Problem | Read through the material below and copy each line in which the word "opening" occurs.

>>>

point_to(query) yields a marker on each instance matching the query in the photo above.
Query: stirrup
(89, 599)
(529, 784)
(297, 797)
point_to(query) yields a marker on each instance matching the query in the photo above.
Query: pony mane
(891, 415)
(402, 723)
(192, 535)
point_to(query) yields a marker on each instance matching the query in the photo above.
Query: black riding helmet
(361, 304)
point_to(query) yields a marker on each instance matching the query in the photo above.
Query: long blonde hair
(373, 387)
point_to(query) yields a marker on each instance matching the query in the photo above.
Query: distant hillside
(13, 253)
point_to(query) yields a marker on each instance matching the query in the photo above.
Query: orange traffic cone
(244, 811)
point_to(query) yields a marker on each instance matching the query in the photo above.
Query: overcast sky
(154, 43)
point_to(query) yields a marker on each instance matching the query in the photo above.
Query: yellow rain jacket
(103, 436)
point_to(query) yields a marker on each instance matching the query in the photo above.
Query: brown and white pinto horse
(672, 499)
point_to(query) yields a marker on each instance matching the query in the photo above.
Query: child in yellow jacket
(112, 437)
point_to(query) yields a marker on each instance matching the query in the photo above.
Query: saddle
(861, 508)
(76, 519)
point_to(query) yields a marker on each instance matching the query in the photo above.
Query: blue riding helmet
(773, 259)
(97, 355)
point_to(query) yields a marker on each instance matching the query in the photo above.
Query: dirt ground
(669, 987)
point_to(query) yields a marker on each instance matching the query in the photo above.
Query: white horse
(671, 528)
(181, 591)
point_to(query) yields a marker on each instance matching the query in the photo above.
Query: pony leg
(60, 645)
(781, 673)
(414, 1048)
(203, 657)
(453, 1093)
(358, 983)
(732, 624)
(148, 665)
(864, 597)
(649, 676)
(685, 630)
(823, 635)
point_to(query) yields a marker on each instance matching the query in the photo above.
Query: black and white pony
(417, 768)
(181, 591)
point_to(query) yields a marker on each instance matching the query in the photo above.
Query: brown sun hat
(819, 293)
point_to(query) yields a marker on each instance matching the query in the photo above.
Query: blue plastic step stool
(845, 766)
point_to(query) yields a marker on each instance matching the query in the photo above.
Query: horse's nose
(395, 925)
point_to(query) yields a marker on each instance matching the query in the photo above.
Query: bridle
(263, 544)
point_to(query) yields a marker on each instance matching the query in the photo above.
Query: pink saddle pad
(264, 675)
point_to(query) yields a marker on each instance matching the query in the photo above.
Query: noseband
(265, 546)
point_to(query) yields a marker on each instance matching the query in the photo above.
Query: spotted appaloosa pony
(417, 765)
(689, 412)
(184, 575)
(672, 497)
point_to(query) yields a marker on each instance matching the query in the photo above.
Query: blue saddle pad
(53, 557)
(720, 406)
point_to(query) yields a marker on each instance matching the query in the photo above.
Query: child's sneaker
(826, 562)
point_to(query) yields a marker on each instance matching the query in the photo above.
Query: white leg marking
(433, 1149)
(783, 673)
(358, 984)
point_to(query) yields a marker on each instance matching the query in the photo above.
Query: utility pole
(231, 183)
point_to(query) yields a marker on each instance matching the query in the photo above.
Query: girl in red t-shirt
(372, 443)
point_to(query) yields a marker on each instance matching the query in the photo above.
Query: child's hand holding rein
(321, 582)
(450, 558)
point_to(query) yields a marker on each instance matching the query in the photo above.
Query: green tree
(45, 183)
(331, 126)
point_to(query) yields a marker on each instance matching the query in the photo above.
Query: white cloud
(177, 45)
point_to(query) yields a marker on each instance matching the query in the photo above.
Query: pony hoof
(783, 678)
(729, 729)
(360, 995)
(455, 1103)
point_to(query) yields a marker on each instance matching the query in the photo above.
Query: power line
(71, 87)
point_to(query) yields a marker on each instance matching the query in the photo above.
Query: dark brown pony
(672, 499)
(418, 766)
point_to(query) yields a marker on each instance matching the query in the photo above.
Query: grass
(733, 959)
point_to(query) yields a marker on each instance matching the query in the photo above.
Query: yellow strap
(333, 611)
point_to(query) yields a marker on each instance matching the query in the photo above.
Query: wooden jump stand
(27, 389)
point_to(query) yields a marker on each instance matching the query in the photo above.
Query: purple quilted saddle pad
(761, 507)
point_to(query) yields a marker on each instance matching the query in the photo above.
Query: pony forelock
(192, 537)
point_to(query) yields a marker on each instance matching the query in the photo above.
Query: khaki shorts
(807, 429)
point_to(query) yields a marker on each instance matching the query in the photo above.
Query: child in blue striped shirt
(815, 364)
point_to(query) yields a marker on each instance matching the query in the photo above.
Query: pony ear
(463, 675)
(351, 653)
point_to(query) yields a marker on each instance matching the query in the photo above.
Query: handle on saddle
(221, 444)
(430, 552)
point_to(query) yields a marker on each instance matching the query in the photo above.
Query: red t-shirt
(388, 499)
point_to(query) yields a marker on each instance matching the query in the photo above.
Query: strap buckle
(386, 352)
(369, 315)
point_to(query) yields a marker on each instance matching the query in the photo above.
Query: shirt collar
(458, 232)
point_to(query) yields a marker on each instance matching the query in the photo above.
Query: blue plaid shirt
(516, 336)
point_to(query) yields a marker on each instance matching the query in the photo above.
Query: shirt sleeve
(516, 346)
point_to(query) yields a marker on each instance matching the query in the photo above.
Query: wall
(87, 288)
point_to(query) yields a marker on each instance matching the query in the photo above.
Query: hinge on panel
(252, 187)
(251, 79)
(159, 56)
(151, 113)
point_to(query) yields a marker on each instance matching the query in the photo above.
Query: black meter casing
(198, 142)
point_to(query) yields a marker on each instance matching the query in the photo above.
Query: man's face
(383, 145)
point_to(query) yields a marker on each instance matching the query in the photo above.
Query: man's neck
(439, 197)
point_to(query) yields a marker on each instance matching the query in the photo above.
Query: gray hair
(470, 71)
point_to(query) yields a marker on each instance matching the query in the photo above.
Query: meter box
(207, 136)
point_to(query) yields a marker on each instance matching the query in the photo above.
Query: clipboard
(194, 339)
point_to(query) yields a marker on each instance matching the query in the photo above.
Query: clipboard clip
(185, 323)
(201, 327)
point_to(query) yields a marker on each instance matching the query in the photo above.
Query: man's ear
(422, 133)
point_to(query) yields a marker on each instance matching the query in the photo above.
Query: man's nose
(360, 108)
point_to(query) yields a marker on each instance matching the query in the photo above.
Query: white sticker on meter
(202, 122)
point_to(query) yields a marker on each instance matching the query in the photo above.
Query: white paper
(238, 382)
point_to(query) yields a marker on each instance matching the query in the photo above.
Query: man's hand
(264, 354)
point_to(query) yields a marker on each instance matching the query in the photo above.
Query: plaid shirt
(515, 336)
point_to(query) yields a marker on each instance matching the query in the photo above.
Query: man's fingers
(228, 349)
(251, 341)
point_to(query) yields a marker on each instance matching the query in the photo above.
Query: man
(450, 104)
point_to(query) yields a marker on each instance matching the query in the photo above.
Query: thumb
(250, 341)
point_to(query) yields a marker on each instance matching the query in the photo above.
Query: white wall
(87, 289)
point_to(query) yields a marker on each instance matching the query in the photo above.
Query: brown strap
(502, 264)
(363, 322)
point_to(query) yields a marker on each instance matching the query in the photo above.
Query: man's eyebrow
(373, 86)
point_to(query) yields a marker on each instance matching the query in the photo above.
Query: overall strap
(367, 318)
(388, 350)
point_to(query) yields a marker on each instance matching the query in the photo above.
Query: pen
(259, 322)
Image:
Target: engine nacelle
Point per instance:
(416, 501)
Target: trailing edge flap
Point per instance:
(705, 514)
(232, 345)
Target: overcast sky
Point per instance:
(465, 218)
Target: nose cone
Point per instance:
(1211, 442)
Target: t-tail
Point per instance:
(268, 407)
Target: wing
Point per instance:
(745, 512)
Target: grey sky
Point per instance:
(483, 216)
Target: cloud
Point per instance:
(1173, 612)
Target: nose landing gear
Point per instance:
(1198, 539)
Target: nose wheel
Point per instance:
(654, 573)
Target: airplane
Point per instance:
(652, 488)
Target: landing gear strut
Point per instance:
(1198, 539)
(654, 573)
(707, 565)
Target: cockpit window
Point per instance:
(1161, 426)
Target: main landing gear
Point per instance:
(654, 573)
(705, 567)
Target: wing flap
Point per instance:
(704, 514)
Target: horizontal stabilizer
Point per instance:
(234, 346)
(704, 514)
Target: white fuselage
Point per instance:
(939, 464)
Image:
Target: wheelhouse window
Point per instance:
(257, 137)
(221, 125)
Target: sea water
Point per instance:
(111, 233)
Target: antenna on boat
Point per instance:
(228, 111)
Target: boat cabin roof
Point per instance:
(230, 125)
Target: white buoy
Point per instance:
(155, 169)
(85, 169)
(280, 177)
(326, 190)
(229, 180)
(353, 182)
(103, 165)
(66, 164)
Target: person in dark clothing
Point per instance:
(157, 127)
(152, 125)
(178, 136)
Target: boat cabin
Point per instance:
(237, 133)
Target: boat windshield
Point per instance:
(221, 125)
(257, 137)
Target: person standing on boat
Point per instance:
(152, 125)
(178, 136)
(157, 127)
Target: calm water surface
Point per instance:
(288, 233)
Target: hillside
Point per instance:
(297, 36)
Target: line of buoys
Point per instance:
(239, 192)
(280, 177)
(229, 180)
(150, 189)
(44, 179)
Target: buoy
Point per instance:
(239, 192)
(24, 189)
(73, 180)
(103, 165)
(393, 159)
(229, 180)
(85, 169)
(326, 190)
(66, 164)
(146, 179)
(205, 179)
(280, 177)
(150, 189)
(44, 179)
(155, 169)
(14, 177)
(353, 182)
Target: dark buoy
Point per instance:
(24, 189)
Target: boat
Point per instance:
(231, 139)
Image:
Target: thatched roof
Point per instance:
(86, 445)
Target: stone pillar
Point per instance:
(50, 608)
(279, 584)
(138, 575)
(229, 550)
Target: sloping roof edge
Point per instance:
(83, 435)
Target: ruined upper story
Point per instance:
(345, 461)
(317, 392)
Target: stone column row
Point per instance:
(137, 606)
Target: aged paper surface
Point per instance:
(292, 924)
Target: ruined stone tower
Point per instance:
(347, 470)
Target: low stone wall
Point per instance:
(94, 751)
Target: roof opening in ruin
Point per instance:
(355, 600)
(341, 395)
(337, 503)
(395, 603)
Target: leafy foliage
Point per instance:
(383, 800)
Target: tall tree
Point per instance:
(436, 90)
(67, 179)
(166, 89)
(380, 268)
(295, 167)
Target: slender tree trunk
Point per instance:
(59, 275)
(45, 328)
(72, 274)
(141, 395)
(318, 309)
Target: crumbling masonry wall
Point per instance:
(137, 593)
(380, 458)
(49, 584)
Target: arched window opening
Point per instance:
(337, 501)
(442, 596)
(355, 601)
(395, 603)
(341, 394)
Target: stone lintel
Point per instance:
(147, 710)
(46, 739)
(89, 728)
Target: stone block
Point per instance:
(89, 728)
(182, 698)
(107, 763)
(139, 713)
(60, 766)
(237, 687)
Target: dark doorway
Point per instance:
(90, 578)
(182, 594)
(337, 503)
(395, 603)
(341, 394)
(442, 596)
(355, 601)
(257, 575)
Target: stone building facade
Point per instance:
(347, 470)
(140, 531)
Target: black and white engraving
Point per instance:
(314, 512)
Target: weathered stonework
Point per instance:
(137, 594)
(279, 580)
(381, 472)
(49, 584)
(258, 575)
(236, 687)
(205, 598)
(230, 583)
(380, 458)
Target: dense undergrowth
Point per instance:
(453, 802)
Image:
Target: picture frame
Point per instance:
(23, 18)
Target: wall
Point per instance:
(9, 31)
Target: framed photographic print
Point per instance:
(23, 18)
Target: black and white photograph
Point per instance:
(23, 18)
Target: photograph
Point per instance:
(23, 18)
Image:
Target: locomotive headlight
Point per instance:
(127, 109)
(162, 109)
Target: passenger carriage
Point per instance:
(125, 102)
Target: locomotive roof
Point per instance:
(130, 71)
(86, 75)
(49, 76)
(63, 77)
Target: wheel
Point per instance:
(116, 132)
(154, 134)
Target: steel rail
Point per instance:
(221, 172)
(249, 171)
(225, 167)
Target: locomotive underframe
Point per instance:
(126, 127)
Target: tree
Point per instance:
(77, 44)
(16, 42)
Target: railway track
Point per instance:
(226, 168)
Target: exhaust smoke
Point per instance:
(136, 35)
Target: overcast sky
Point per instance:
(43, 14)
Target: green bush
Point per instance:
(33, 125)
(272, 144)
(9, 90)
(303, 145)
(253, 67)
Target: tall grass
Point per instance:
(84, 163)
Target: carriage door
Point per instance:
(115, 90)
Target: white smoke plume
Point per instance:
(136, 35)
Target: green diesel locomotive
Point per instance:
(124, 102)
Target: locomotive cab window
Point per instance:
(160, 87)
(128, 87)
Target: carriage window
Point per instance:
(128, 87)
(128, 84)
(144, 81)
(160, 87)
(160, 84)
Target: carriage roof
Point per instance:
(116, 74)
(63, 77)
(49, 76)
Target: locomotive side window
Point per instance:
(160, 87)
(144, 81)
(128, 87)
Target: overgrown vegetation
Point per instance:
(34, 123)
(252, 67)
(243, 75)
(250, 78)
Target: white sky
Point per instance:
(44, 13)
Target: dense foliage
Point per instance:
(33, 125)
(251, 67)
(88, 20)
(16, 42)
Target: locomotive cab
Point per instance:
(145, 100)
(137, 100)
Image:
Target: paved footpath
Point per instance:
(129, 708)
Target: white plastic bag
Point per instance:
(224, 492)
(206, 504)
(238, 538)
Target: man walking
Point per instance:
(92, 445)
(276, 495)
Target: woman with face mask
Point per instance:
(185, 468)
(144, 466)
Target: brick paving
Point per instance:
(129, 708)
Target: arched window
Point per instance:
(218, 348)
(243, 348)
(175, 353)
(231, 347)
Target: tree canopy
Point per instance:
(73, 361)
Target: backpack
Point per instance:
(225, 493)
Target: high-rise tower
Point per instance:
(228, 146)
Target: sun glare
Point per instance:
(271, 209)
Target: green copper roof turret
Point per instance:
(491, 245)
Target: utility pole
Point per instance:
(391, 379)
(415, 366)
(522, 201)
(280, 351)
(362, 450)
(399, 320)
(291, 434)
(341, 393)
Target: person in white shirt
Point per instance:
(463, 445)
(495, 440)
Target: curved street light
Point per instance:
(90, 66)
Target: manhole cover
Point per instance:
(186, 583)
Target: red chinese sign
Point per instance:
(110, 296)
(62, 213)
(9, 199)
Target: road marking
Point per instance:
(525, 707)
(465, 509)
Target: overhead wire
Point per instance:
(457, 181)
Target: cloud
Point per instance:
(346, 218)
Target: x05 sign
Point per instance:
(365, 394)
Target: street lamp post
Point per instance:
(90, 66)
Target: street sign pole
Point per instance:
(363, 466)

<<<

Result of this exercise |
Target: roof opening in ruin
Target: arched window opening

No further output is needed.